What is required
Rewrite the data from the start through the line containing "[864,259,889,296]", replacing "Respond" with "Answer" and leaving everything else unchanged. Leave the pictures out of your answer.

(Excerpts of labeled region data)
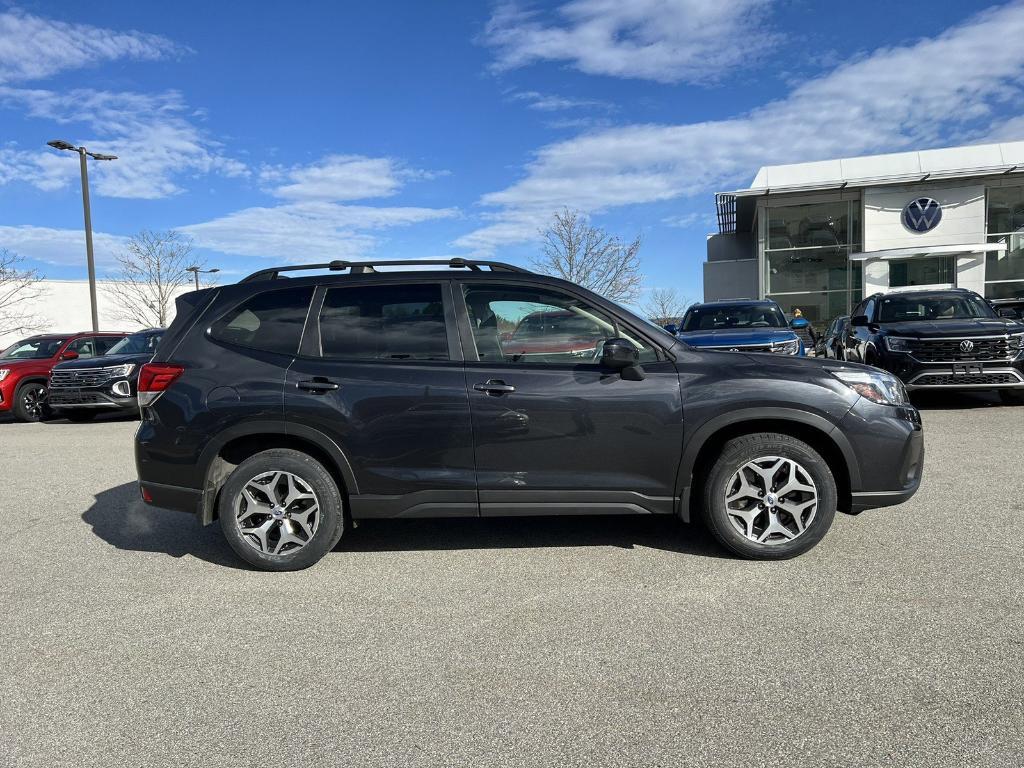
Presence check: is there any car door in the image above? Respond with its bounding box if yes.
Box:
[455,280,683,515]
[285,278,479,517]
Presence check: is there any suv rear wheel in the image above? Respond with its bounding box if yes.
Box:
[218,449,344,570]
[703,432,838,560]
[13,381,50,421]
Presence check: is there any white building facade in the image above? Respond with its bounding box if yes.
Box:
[0,280,191,349]
[705,141,1024,326]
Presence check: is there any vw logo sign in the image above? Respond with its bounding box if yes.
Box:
[903,198,942,232]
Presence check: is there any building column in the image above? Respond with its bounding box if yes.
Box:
[956,253,985,296]
[864,259,889,296]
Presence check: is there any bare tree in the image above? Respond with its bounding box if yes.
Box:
[640,288,690,326]
[530,208,643,304]
[104,229,203,327]
[0,248,44,336]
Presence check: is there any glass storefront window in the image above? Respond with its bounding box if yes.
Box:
[985,280,1024,299]
[768,291,850,330]
[889,256,956,288]
[985,232,1024,282]
[988,186,1024,234]
[766,200,860,250]
[765,248,850,293]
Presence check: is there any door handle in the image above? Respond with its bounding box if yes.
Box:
[295,377,338,392]
[473,379,515,397]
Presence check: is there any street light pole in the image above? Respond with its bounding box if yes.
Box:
[46,139,117,331]
[185,264,220,291]
[78,146,99,332]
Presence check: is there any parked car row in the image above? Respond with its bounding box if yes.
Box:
[676,289,1024,402]
[0,328,163,422]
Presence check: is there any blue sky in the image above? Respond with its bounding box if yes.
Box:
[0,0,1024,307]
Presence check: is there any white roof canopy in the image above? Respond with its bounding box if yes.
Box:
[850,243,1007,261]
[732,141,1024,197]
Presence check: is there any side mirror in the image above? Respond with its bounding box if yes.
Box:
[601,339,643,381]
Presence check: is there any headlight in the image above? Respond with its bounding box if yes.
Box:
[111,362,135,379]
[885,336,911,352]
[828,369,908,406]
[771,339,800,354]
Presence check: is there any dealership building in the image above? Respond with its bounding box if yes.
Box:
[703,141,1024,326]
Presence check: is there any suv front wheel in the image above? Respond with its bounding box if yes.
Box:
[703,432,838,560]
[217,449,344,570]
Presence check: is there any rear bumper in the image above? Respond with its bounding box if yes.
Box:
[138,480,203,515]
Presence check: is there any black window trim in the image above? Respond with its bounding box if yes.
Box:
[298,272,464,366]
[452,274,674,370]
[206,285,317,357]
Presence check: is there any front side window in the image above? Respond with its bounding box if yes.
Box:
[463,285,657,365]
[0,339,67,360]
[319,284,450,360]
[65,339,96,357]
[106,334,161,354]
[879,294,995,323]
[210,286,313,354]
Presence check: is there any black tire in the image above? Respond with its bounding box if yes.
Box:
[999,389,1024,406]
[11,381,51,422]
[217,449,345,570]
[57,408,96,422]
[703,432,838,560]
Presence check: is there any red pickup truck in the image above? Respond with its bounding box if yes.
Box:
[0,331,128,421]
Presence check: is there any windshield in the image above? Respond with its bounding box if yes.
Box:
[106,334,161,354]
[878,294,996,323]
[0,338,68,360]
[682,304,787,331]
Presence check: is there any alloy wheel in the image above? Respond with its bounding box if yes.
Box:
[725,456,818,546]
[22,384,47,421]
[234,471,321,555]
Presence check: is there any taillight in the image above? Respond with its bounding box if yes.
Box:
[138,362,185,406]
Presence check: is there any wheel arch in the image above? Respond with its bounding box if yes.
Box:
[679,408,860,522]
[200,421,358,525]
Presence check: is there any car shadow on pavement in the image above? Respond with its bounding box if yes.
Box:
[82,482,729,569]
[910,390,1017,411]
[335,515,730,558]
[82,482,246,568]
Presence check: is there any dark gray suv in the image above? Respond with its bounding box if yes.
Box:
[136,259,924,570]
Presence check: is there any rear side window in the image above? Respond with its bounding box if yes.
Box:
[210,286,313,354]
[319,284,449,360]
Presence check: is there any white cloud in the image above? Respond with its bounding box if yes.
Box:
[456,2,1024,252]
[0,9,187,83]
[0,224,128,267]
[484,0,777,83]
[260,155,432,201]
[0,86,249,199]
[178,202,458,261]
[509,91,614,112]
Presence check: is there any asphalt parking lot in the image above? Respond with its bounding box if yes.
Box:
[0,396,1024,768]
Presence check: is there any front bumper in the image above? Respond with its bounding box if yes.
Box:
[881,352,1024,391]
[49,379,138,411]
[839,398,925,513]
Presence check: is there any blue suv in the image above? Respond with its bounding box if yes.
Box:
[676,299,806,355]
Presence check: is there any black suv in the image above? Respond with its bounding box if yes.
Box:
[845,288,1024,400]
[135,259,924,570]
[49,328,164,421]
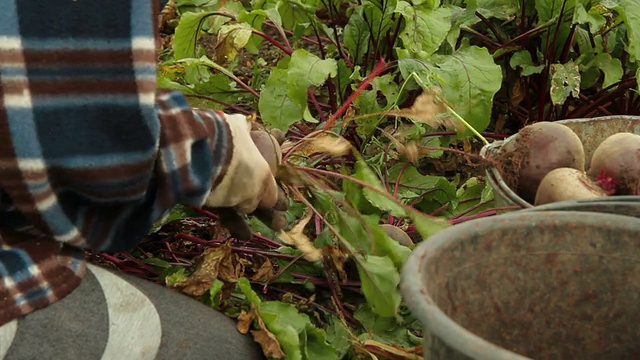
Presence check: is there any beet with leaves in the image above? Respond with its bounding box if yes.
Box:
[588,133,640,195]
[495,122,585,203]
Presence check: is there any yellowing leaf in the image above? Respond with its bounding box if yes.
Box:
[171,242,232,297]
[215,24,251,65]
[236,309,256,334]
[280,211,322,261]
[387,88,456,128]
[309,134,352,156]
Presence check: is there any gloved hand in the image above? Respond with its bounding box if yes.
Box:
[204,114,287,239]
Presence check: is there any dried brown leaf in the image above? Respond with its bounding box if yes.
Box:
[323,245,349,282]
[388,88,447,128]
[280,211,322,261]
[236,309,256,334]
[174,242,232,297]
[251,259,275,282]
[251,329,285,359]
[309,134,352,156]
[396,141,420,163]
[360,340,423,360]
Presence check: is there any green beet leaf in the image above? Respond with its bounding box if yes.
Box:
[434,46,502,135]
[396,1,451,58]
[356,255,401,317]
[355,160,406,216]
[549,62,580,105]
[172,11,214,60]
[287,49,338,107]
[258,69,304,131]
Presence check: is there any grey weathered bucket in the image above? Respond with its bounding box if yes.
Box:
[401,211,640,360]
[480,115,640,208]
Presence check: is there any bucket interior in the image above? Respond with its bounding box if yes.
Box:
[423,212,640,359]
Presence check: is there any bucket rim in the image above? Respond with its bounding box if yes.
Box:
[400,210,640,360]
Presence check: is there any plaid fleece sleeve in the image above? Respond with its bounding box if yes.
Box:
[0,0,232,252]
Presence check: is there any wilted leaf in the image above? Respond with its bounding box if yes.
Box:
[172,242,232,297]
[354,160,406,216]
[307,133,353,156]
[251,329,286,359]
[396,141,420,164]
[251,258,275,282]
[236,306,256,334]
[215,24,251,65]
[549,62,580,105]
[387,88,447,128]
[322,245,348,281]
[280,211,322,261]
[251,304,286,359]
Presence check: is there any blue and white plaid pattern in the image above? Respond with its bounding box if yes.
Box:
[0,0,232,325]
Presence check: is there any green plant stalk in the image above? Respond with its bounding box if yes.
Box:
[438,99,489,145]
[176,59,260,98]
[392,72,489,145]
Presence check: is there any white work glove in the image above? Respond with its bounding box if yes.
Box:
[204,114,287,239]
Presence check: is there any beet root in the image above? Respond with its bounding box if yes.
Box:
[496,122,584,203]
[251,130,282,175]
[534,168,607,205]
[587,133,640,195]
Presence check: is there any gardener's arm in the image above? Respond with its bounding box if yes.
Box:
[0,0,276,250]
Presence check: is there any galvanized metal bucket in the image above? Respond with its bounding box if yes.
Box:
[480,115,640,208]
[401,211,640,360]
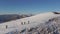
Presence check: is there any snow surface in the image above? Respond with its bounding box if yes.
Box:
[0,12,60,34]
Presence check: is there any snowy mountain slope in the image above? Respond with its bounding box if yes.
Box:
[0,12,60,34]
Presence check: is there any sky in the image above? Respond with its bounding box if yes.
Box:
[0,0,60,14]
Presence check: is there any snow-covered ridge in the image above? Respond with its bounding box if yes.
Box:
[0,12,60,34]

Answer for the task
Presence check: is there any car door in the image above? Answer with its bounding box if yes.
Box:
[455,280,683,515]
[285,278,479,517]
Presence check: is there any suv rear wheel in the image above? Answer with its bounding box if yes.
Box:
[218,449,344,570]
[703,432,838,560]
[13,381,50,421]
Presence check: is there any white building facade in the image above? Answer with its bounding box if yes.
Box:
[0,280,191,349]
[705,141,1024,326]
Presence check: is there any vw logo sign in the image above? Answer with its bounding box if yes.
Box:
[903,198,942,232]
Presence check: is there any building column in the image above? Answer with its bounding box if yes.
Box:
[956,253,985,296]
[864,259,889,296]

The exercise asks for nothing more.